### Teks yang Disediakan
Ketidaksetaran gender semakin termanifestasikan ketika pilihan perempuan dibatasi oleh standar sosial yang meminggirkan atau mengabaikan aspirasi yang lebih luas. Ketika penilaian terhadap perempuan lebih berfokus pada penampilan dari pada potensi, pengetahuan atau kemampuan; dan ketika perempuan lebih dihargai atas penampilan fisik daripada prestasi dan kontribusi mereka dalam berbagai bidang.
Mengubah Paradigma
Pandangan masyarakat mengenai cantik yang sampai kini masih saya rasakan yaitu hanya terbatas pada penampilan fisik saja, sebagaimana yang disebutkan oleh (Worotitjan; Inni, 2022) bahwa pembentukan standar kecantikan merupakan dampak dari budaya patriarki yang sudah diwariskan dari generasi ke generasi. Pentingnya mengubah paradigma masyarakat terhadap standar-standar yang merugikan perempuan, seperti perempuan harus anggun, rapih, cantik dan stereotip lainnya.

### Informasi yang Diberikan
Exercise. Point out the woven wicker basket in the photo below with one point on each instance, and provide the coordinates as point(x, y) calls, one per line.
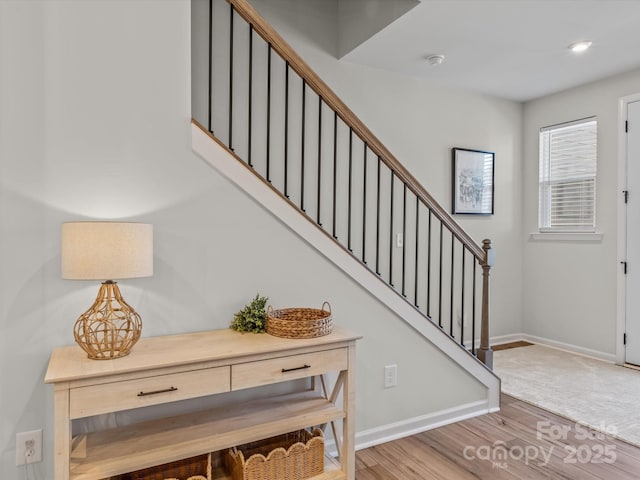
point(299, 322)
point(292, 456)
point(194, 468)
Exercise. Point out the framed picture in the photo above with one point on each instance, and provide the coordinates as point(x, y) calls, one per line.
point(472, 181)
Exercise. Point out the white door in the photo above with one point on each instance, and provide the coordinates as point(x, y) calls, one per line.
point(632, 327)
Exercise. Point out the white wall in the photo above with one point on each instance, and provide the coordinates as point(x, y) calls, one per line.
point(94, 124)
point(420, 122)
point(570, 287)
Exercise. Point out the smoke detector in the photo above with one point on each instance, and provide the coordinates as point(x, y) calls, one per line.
point(435, 60)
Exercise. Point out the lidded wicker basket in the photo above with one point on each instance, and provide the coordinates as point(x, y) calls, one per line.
point(293, 456)
point(300, 322)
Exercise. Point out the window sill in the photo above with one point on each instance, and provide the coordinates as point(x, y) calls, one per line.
point(567, 236)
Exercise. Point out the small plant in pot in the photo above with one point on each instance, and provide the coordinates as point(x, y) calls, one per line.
point(252, 318)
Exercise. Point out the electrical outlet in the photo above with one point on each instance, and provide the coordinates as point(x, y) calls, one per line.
point(28, 447)
point(390, 376)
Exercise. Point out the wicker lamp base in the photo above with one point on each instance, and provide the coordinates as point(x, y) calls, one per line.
point(110, 327)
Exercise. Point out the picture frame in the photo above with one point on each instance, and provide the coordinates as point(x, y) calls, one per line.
point(473, 181)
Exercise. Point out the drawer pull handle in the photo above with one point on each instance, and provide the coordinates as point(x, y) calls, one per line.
point(170, 389)
point(285, 370)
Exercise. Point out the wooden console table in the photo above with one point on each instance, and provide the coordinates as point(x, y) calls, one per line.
point(178, 367)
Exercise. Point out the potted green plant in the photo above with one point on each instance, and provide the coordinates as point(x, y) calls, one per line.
point(252, 318)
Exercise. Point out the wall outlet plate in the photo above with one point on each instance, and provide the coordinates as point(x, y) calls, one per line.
point(28, 447)
point(390, 376)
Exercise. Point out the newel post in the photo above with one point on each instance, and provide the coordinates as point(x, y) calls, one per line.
point(485, 354)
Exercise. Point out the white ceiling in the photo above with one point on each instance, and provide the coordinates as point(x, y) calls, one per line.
point(514, 49)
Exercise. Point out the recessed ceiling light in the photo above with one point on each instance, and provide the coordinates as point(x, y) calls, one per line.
point(435, 60)
point(579, 46)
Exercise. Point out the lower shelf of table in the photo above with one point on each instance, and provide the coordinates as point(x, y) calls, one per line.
point(332, 471)
point(112, 452)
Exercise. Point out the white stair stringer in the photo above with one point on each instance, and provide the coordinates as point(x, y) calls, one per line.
point(240, 174)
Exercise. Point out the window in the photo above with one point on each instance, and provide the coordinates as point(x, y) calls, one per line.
point(567, 197)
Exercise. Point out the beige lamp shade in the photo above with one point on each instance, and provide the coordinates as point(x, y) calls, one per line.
point(106, 250)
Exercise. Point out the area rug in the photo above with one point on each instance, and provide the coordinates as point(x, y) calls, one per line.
point(604, 396)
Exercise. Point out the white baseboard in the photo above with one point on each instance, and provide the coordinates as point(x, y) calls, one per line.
point(587, 352)
point(514, 337)
point(413, 426)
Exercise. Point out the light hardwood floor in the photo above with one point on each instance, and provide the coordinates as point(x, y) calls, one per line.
point(536, 444)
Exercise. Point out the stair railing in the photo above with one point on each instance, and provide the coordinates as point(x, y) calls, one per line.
point(269, 109)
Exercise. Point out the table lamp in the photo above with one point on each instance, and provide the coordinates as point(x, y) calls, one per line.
point(107, 251)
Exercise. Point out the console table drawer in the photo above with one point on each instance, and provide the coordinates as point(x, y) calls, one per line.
point(265, 372)
point(143, 392)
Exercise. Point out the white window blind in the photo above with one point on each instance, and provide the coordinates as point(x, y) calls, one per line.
point(567, 197)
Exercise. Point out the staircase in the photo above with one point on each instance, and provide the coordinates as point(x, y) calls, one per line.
point(305, 156)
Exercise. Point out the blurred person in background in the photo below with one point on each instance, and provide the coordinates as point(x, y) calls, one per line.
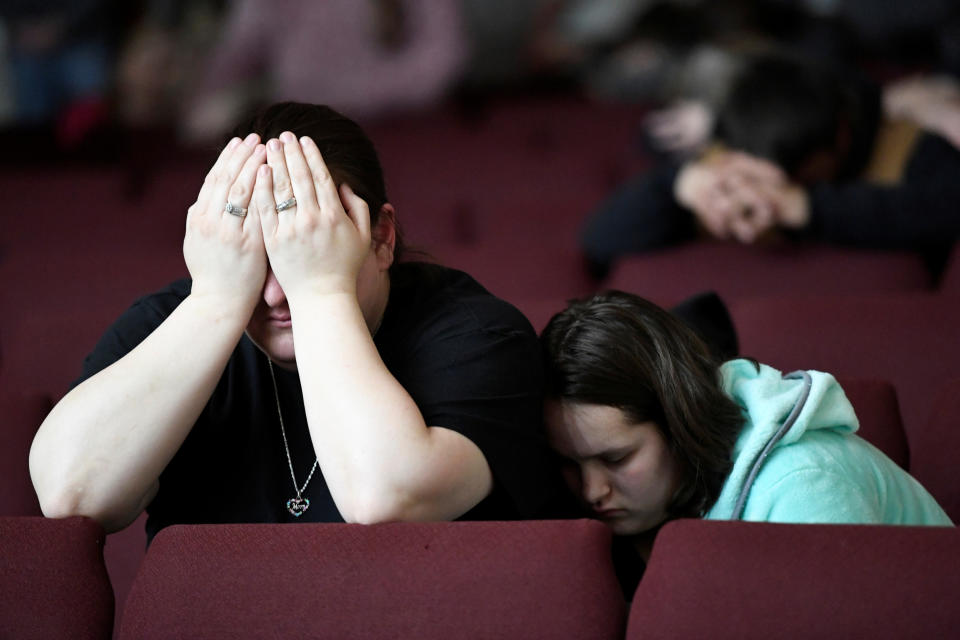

### Ketentuan Tugas
Tuliskan lanjutan teks tentang standar kecantikan dan ketidaksetaraan gender, dimulai setelah kalimat terakhirnya. Entri-entri ini tidak ada hubungannya dengan teks.

### Hasil Tugas
Kesetaraan gender tidak hanya tentang memerangi diskriminasi langsung, tetapi juga tentang menggugah kesadaran pada asumsi-asumsi tidak sadar yang telah ditanamkan dalam budaya ini. Mengubah paradigma juga berarti mendukung kebebasan ekspresi perempuan. Setiap individu memiliki hak untuk mengekspresikan diri sesuai dengan kepribadiannya tanpa takut dihadapkan pada standar-standar yang sempit. Saya sadar, bahwa seluruh standar yang diterapkan pada perempuan berasal dari hal sistematis dan harus perempuan sadari bahwa kita bersama-sama terjebak dalam lingkaran patriarki. Oleh karena itu perempuan tidak harus elegan, perempuan tidak harus selalu rapih, perempuan tidak harus menjadi “cantik”.
Ingat, kita tidak memiliki kewajiban untuk memenuhi standar-standar itu! Kamu tetap cantik dengan seluruh yang melekat pada dirimu!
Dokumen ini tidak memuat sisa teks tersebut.